• _SOURCE RECORDS_:

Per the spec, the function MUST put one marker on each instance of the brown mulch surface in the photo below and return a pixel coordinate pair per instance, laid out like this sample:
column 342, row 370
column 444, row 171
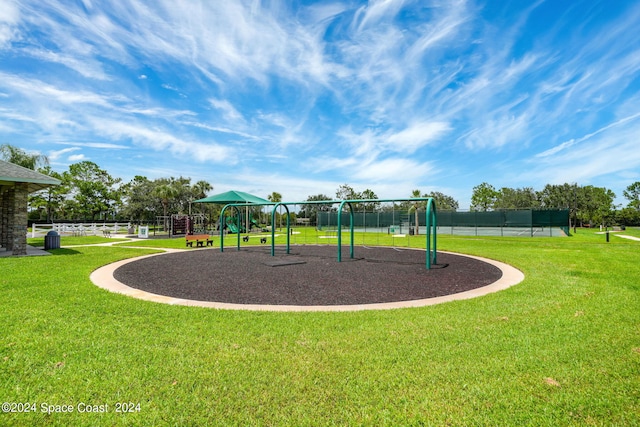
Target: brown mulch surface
column 309, row 275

• _GOAL OF THE EXERCISE_:
Write out all the records exactly, omitting the images.

• _RESULT OF THE TASK_:
Per the spec, the function MUST put one marker on each instance of the brown mulch surface in the photo below and return a pixel coordinate pair per instance, laid out like this sample:
column 342, row 370
column 444, row 171
Target: brown mulch surface
column 309, row 275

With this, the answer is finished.